Exercise description: The number of lines holding "stone" is all you should give; count them in the records below.

Dataset entries:
>>

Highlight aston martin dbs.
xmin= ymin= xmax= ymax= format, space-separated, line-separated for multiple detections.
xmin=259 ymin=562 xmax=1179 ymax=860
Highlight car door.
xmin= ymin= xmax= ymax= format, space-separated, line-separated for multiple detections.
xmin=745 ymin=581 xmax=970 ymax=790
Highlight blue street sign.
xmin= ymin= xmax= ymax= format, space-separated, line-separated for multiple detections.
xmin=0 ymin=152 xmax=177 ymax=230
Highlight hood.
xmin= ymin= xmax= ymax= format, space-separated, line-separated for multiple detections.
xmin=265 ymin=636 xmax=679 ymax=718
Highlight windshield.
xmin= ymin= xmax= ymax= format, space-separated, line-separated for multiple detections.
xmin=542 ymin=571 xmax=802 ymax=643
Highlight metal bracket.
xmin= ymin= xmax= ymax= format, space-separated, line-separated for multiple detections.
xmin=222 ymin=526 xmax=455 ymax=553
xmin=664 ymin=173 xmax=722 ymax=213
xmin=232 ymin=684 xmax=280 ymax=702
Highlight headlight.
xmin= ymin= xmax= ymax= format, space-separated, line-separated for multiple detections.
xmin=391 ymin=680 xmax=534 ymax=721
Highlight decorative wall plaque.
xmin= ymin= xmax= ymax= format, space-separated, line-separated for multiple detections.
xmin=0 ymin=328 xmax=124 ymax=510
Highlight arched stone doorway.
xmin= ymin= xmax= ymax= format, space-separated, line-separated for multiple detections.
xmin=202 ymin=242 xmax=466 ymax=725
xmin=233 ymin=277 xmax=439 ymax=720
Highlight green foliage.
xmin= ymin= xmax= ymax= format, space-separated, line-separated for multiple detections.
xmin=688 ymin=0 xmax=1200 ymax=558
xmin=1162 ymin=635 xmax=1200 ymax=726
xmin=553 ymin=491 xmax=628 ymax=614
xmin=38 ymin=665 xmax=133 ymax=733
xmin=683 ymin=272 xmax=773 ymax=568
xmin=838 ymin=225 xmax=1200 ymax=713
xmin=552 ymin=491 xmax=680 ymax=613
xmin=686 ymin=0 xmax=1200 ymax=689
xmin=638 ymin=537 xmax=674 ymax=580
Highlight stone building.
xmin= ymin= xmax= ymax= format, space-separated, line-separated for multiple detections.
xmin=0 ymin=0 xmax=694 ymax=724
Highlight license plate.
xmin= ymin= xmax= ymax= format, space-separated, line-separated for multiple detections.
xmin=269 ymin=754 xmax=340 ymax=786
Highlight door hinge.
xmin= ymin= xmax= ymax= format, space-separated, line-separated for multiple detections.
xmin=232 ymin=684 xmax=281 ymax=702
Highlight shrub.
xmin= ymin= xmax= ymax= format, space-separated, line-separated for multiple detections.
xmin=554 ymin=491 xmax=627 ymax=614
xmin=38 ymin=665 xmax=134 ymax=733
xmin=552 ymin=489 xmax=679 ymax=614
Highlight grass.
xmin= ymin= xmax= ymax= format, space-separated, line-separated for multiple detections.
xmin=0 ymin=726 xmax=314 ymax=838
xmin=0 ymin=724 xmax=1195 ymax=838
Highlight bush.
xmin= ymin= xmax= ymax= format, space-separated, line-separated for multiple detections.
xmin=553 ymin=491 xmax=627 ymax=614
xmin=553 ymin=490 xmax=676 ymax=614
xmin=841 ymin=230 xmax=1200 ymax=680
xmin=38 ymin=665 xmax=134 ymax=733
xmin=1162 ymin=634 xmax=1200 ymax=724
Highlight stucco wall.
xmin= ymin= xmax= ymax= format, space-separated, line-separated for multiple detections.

<<

Output of the task: 2